[Rows from a point labeling set]

○ ○ ○ ○ ○

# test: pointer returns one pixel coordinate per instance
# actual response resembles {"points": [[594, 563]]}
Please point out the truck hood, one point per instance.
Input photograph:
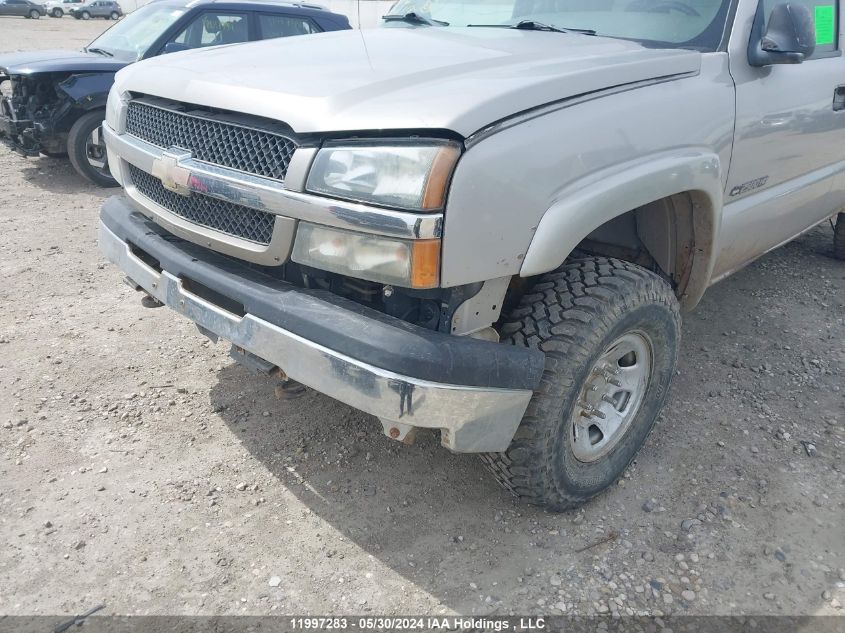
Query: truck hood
{"points": [[30, 63], [459, 79]]}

○ ○ ○ ○ ○

■ TASK OBJECTIVE
Turn the lines of the rows above into a numbered list, skipping blank lines and leaving out the pictures.

■ PROBLEM SOLUTION
1. # test: pointer returns one pixel coordinate per instance
2. # actual response resembles {"points": [[594, 563]]}
3. Please point out the truck hood, one point per instance.
4. Input photograph:
5. Query: truck hood
6. {"points": [[30, 63], [459, 79]]}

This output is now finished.